▸ **Exercise brief**
Edit the part of the rows that opens with the line containing "job: provide the outline of every instance of the red" and closes with the last line of the rows, replacing "even-odd" with "nonzero" and leaving everything else unchanged. Give only that part.

▸ **Extracted records**
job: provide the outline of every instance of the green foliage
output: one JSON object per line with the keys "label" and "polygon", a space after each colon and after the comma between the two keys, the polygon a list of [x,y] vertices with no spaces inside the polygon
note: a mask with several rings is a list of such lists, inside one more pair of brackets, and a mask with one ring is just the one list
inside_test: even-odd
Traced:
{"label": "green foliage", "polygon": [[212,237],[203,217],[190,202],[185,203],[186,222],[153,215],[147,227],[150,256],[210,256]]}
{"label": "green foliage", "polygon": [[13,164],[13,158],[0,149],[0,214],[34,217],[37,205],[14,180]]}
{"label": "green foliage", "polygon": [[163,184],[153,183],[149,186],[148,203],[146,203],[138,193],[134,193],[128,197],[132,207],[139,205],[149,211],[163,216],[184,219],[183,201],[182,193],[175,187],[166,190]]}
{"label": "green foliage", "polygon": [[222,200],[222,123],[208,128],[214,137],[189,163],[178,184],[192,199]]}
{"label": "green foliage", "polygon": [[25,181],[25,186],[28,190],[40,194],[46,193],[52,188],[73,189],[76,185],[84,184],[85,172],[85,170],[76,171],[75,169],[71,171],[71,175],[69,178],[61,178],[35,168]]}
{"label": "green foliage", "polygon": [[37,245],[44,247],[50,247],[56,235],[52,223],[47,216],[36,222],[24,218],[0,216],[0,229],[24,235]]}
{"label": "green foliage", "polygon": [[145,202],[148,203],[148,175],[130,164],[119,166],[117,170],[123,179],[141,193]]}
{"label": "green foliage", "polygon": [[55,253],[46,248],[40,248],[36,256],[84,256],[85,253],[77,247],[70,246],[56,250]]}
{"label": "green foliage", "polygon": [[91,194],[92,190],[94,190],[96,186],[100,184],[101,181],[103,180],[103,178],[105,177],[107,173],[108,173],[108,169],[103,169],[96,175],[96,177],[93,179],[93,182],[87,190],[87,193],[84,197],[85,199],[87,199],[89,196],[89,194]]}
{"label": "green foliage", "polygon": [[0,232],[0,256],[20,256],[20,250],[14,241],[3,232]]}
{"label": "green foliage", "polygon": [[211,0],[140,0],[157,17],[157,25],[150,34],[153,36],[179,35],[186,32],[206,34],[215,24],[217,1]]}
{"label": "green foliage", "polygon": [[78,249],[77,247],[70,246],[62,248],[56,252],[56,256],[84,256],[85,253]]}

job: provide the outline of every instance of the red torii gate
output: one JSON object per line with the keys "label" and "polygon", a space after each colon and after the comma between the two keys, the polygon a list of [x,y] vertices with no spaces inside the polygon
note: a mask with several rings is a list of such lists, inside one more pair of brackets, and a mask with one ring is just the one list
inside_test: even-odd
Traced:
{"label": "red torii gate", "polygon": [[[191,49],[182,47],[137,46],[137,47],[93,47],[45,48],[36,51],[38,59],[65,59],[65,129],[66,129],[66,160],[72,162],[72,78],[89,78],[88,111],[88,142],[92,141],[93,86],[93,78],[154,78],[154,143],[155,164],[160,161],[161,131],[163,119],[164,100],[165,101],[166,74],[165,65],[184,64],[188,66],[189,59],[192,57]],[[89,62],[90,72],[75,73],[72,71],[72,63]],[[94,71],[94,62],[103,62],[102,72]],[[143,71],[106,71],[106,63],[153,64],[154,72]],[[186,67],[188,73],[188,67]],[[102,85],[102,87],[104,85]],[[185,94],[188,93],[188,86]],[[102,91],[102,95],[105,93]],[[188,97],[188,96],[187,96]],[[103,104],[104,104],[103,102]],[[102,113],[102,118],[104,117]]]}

▸ **Task output**
job: provide the outline of every instance of the red torii gate
output: one JSON object per line with the keys "label" and "polygon", a space after each colon and after the comma between the two keys, the polygon a list of [x,y] vertices with no spaces inside the polygon
note: a mask with several rings is a list of such lists, inside one more pair of brackets, and a mask with one ring is just the one list
inside_test: nonzero
Traced:
{"label": "red torii gate", "polygon": [[[191,49],[182,47],[137,46],[137,47],[93,47],[45,48],[36,51],[38,59],[65,59],[65,129],[66,129],[66,160],[72,162],[72,78],[89,78],[88,111],[88,142],[92,141],[93,86],[93,78],[154,78],[154,143],[155,164],[160,161],[161,131],[163,119],[164,100],[165,101],[166,74],[165,65],[184,64],[188,66],[189,59],[192,57]],[[89,62],[90,72],[75,73],[72,71],[72,63]],[[94,71],[94,62],[103,62],[102,72]],[[143,71],[106,71],[106,63],[153,64],[154,72]],[[186,67],[188,73],[188,67]],[[102,85],[102,87],[104,85]],[[185,94],[188,93],[188,86]],[[102,91],[102,95],[105,93]],[[188,97],[188,96],[187,96]],[[103,104],[104,104],[103,102]],[[102,113],[102,118],[104,117]]]}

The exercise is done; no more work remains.